• [Given problem] Reproduce all of the material below with "locate" replaced by "find" and everything else unchanged. Leave the pictures out.
= = = =
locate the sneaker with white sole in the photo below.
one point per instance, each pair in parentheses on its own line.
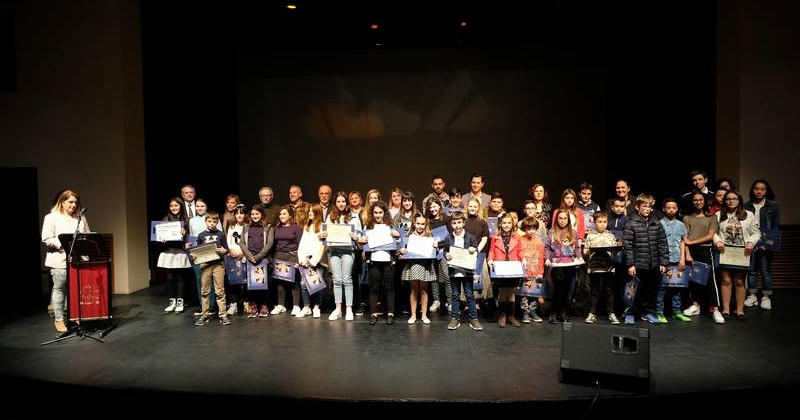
(232,309)
(651,318)
(766,303)
(171,306)
(179,305)
(435,306)
(692,310)
(718,318)
(681,317)
(475,325)
(336,314)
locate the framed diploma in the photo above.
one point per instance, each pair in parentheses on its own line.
(462,258)
(338,235)
(169,231)
(491,222)
(477,276)
(380,241)
(378,236)
(440,233)
(420,247)
(734,259)
(235,269)
(205,253)
(507,269)
(257,275)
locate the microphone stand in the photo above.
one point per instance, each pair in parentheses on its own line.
(76,331)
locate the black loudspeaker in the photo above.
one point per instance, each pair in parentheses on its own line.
(606,356)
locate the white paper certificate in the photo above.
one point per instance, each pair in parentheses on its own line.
(205,253)
(508,269)
(170,231)
(339,235)
(463,259)
(574,262)
(379,235)
(420,247)
(734,255)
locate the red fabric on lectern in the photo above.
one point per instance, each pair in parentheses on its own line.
(94,291)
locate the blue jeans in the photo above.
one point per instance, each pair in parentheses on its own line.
(676,299)
(59,290)
(763,264)
(455,302)
(309,299)
(341,265)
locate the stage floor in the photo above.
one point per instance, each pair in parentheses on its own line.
(329,362)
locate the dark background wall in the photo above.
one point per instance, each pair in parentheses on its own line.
(571,92)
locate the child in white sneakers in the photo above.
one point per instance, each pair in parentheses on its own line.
(601,245)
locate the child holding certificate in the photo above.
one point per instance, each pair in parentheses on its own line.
(601,267)
(341,259)
(676,233)
(309,253)
(505,246)
(533,248)
(459,276)
(174,259)
(737,227)
(561,248)
(419,272)
(380,262)
(646,257)
(212,270)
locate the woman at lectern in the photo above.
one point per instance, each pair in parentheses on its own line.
(65,217)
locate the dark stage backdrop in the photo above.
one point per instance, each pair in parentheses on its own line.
(582,93)
(395,121)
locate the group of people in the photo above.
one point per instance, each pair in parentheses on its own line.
(556,247)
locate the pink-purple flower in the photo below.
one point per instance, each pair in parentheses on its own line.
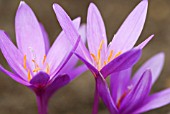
(118,55)
(34,64)
(132,96)
(103,59)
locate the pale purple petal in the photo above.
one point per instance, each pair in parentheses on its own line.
(56,84)
(130,30)
(154,101)
(137,94)
(96,32)
(119,83)
(122,62)
(46,39)
(105,95)
(96,100)
(15,77)
(40,79)
(70,31)
(82,31)
(144,43)
(12,55)
(65,59)
(60,49)
(155,64)
(29,35)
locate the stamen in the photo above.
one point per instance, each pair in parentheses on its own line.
(24,63)
(110,56)
(48,69)
(119,53)
(37,68)
(44,59)
(29,75)
(94,57)
(121,98)
(105,62)
(99,50)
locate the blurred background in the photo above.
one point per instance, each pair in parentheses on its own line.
(77,97)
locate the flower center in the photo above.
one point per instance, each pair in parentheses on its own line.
(37,68)
(97,59)
(124,95)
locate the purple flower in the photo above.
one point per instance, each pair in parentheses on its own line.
(119,54)
(44,70)
(131,96)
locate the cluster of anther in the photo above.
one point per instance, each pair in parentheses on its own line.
(37,68)
(97,59)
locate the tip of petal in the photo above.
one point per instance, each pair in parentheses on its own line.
(161,56)
(93,7)
(22,3)
(56,6)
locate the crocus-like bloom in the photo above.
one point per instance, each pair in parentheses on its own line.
(119,54)
(131,96)
(44,70)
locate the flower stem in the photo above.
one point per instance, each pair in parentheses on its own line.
(42,104)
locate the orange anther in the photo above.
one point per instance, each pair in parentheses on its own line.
(29,75)
(48,69)
(44,59)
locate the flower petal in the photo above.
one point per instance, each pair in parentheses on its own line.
(96,32)
(155,101)
(105,95)
(137,94)
(70,31)
(82,31)
(75,72)
(119,82)
(46,39)
(122,62)
(66,59)
(56,84)
(60,49)
(40,79)
(29,35)
(144,43)
(12,55)
(155,64)
(90,66)
(15,77)
(130,30)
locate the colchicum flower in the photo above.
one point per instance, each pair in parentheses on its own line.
(34,64)
(131,96)
(119,54)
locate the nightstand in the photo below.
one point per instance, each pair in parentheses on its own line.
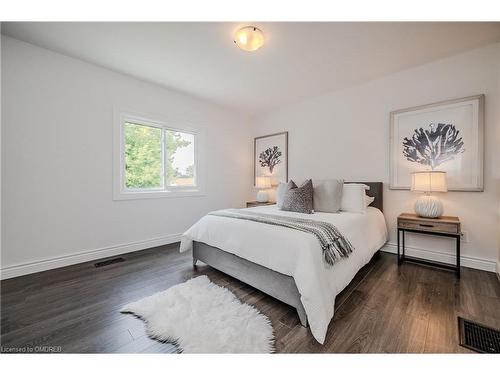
(446,226)
(256,204)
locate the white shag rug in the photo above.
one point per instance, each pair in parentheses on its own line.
(202,317)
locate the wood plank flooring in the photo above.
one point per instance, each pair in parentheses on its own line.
(385,309)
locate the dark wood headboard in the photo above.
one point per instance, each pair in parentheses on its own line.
(376,191)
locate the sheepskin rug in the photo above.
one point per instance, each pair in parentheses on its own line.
(202,317)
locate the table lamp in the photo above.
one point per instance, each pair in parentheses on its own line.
(262,182)
(429,182)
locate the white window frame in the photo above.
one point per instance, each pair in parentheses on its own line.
(120,192)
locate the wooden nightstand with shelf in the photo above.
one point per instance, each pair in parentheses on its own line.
(446,226)
(256,204)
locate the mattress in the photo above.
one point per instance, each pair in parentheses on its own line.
(297,254)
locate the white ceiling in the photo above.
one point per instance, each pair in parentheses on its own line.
(298,60)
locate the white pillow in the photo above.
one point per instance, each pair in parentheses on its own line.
(353,198)
(327,195)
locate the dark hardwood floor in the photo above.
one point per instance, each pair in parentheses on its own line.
(385,309)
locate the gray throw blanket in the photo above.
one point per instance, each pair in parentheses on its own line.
(333,243)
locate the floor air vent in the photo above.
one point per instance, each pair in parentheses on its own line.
(477,337)
(108,262)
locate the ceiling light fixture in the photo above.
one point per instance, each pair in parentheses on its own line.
(249,38)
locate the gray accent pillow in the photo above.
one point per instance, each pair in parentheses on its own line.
(327,195)
(299,199)
(281,191)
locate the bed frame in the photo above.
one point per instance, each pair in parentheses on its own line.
(273,283)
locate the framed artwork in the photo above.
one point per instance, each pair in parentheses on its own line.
(445,136)
(271,157)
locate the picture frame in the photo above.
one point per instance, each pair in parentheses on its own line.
(446,136)
(270,156)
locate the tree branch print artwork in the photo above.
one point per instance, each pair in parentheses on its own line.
(270,158)
(434,146)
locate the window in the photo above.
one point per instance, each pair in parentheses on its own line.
(155,160)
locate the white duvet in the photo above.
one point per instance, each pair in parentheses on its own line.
(296,253)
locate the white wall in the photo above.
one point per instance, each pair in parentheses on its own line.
(346,134)
(57,125)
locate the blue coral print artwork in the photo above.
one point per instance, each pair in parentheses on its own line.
(433,146)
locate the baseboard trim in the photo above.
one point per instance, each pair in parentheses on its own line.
(84,256)
(465,261)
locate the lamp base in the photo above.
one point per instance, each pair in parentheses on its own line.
(262,196)
(428,206)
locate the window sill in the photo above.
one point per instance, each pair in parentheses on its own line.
(157,194)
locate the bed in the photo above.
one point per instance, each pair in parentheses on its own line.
(288,264)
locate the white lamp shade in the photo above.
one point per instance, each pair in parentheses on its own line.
(249,38)
(263,182)
(429,181)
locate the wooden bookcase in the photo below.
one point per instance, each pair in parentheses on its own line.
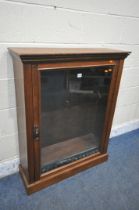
(65,105)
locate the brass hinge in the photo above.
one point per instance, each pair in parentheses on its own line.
(36,133)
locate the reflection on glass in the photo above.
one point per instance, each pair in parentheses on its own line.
(73,105)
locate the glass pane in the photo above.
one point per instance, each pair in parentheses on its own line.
(73,105)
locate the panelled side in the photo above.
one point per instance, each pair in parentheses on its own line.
(21,117)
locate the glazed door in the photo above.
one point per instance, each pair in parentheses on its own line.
(73,104)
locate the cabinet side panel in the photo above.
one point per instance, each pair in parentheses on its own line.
(21,117)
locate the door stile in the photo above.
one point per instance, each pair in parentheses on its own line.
(36,120)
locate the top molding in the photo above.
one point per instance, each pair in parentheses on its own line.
(51,55)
= = = =
• [The reply]
find the sneaker with white sole in the photo below.
one point per instance, each pair in parentheses on its own line.
(232,309)
(651,318)
(766,303)
(171,306)
(179,305)
(435,306)
(692,310)
(718,318)
(681,317)
(475,325)
(336,314)
find the framed diploma in the photo above.
one point per instance, each pair in parentheses on its own line.
(462,258)
(338,235)
(169,231)
(491,222)
(477,276)
(380,241)
(378,236)
(440,233)
(420,247)
(734,259)
(235,269)
(205,253)
(507,269)
(257,275)
find the microphone stand in the photo above.
one point per instance, each pair in parentheses on its own line.
(76,331)
find the black loudspeaker in the photo above.
one point per instance, each pair in parentheses on its own line.
(606,356)
find the white paper certificate in the photo above.
one point per instance, each pair in parentheses on its own line.
(205,253)
(508,269)
(170,231)
(339,235)
(463,259)
(574,262)
(379,235)
(420,247)
(734,255)
find the red fabric on lectern in the photo above.
one point per instance, each pair in parentheses on its own line.
(94,291)
find the blue jeans in the photo above.
one point per instance, each pair in parentheses on its own line.
(676,299)
(59,290)
(763,264)
(455,302)
(309,299)
(341,265)
find the stage floor in the photo above.
one point per instance, each pair in parentheses on its own line.
(329,362)
find the dark background wall in the photo above.
one point per instance, each pair in parentheses on its own line.
(571,92)
find the child in white sneakers in the photo above.
one point per instance, each pair in parentheses on its own line.
(601,245)
find the child holding certificate in the photo above.
one point per instance, each pair in parentheses on its own line.
(601,267)
(341,259)
(676,233)
(309,253)
(505,246)
(533,248)
(459,276)
(174,259)
(737,227)
(561,248)
(419,272)
(380,262)
(646,257)
(212,270)
find the woman at lectern in the photo above.
one point per instance, each pair in parentheses on its own line.
(65,217)
find the dark stage backdrop in the photo above.
one point per instance, each pair in parentheses on its own line.
(582,93)
(395,121)
find the group of people in the photo above.
one point per instance, each pair in parentheses on its own line.
(556,247)
find the pink-purple flower in the photo below.
one point per instance, each pair in parentheses on its own line.
(118,55)
(34,64)
(132,96)
(103,59)
find the pale purple petal in the photo above.
one point per instance, each pair in parentheses on its own line.
(56,84)
(130,30)
(154,101)
(137,94)
(96,32)
(119,83)
(122,62)
(46,39)
(105,95)
(96,100)
(15,77)
(40,79)
(70,31)
(82,31)
(144,43)
(12,55)
(65,59)
(60,49)
(155,64)
(29,35)
find the stamen in the photo above.
one point per instance, each pair in parentheses on its own line.
(24,63)
(110,56)
(48,69)
(119,53)
(37,68)
(44,59)
(29,75)
(94,57)
(121,98)
(105,62)
(99,50)
find the blurred background in the photo above.
one point per instance, each pair in parentheses on its own line.
(77,97)
find the flower center in the photo above.
one point per instance, each pair in parentheses on its own line.
(37,68)
(97,59)
(124,95)
find the purple flower in the photo above.
one point per instance, each pair in parentheses on its own line.
(119,54)
(44,70)
(131,96)
find the cluster of anther in the photo above.
one point per instance, each pair in parentheses on its own line.
(37,68)
(97,59)
find the tip of petal in the photo above.
one point per instance, each pair in parentheses on its own line.
(161,56)
(93,7)
(22,3)
(56,6)
find the crocus-like bloom in the photo above.
one point per instance, each pair in parentheses on its own line.
(119,54)
(131,96)
(44,70)
find the flower stem in the photo above.
one point per instance, each pair in parentheses on its own line.
(42,104)
find the orange anther in the photo above.
one point per instance, each pair in parentheses on its own line.
(29,75)
(48,69)
(44,59)
find the flower petal in the photo above.
one point per instance, each pair in parentheses on its own line.
(96,32)
(155,101)
(105,95)
(137,94)
(70,31)
(82,31)
(75,72)
(119,82)
(46,39)
(122,62)
(66,59)
(56,84)
(60,49)
(40,79)
(29,35)
(144,43)
(12,55)
(155,64)
(90,66)
(15,77)
(130,30)
find the colchicum flower in the photo above.
one point per instance, each pair in parentheses on its own line.
(34,64)
(131,96)
(119,54)
find the nightstand in the photo below.
one point per instance, each pair in parentheses on its own line.
(446,226)
(256,204)
find the white shag rug in the photo above.
one point per instance, each pair in parentheses on its own line.
(202,317)
find the wood plank flooring in the photo above.
one point per instance, each pair in parentheses on its own line.
(385,309)
find the dark wood headboard in the photo above.
one point per instance, each pair in parentheses on its own line.
(376,191)
find the sheepskin rug in the photo above.
one point per instance, each pair in parentheses on its own line.
(202,317)
find the table lamp in the photo above.
one point per instance, each pair in parentheses on its own line.
(262,182)
(429,182)
find the white window frame in the photo above.
one point per instance, each pair in parentheses on its own line.
(120,192)
find the wooden nightstand with shelf in the photo above.
one point per instance, each pair in parentheses on its own line.
(446,226)
(256,204)
find the mattress in the photo above.
one point per instance, each pair in parentheses on its own line.
(297,254)
find the white ceiling in the photo above.
one point per instance, each pair in parentheses on its own line.
(298,60)
find the white pillow in the photo above.
one point per instance, each pair in parentheses on its own line.
(353,198)
(327,195)
find the dark hardwood floor in the photo above.
one point per instance, each pair in parentheses on its own line.
(385,309)
find the gray throw blanket in the photo above.
one point per instance, each pair in parentheses on its own line.
(333,243)
find the floor air vent in the photo above.
one point per instance, each pair in parentheses on its own line.
(477,337)
(108,262)
find the ceiling light fixture in the photo above.
one point per instance, each pair in parentheses on its own line.
(249,38)
find the gray accent pillow in the photo above.
one point per instance, each pair in parentheses on its own line.
(327,195)
(299,199)
(281,191)
find the bed frame in the photo above.
one point per instance, each pair in parentheses on its own line.
(273,283)
find the framed artwork in the photo above.
one point per instance, each pair in parentheses on its own line.
(445,136)
(271,157)
find the picture frame in the photo above.
one point per instance, each pair in parentheses on its own line.
(446,136)
(270,156)
find the tree branch print artwork in the photo above.
one point per instance, each pair in parentheses on its own line.
(270,158)
(434,146)
find the window in the photo above.
one point per instance, each pair in parentheses on its own line.
(155,160)
find the white duvet in the photo above.
one point per instance, each pair in parentheses on its own line.
(296,253)
find the white wall in the photo above.
one point per instance, each pair in parentheses on its own line.
(346,134)
(57,125)
find the blue coral print artwork in the photo above.
one point per instance, each pair in parentheses on its own line.
(433,146)
find the baseboard trim in the photo above.
one point per instance, each pair in parentheses on its own line.
(84,256)
(465,261)
find the lamp base in the photo above.
one point per instance, each pair in parentheses on its own line.
(262,196)
(428,206)
find the window sill in the photo above.
one point per instance, each pair in parentheses on its own line.
(157,194)
find the bed in the photo above.
one point per instance, each pair in parentheses on its own line.
(288,264)
find the white lamp shade in the photo above.
one point per instance, each pair in parentheses on its own line.
(249,38)
(263,182)
(429,181)
find the wooden bookcase in the photo below.
one point per instance, each pair in parentheses on its own line.
(65,105)
find the brass hinge in the photo above.
one point per instance, each pair in parentheses on its own line.
(36,133)
find the reflection on glass in the photo above.
one point per instance, each pair in parentheses on its own line.
(73,105)
find the glass pane in the photo above.
one point per instance, each pair in parentheses on its own line.
(73,105)
find the panelled side in the photo above.
one point per instance, each pair in parentheses on its own line.
(21,117)
find the glazed door in the photo above.
one point per instance, each pair in parentheses on its own line.
(73,104)
find the cabinet side panel in the photo above.
one point per instance, each pair in parentheses on its own line.
(21,117)
find the door stile in the photo above.
one point per instance, each pair in parentheses on its own line.
(36,120)
find the top molding in the photo above.
one point per instance, each pair in parentheses on its own line.
(51,55)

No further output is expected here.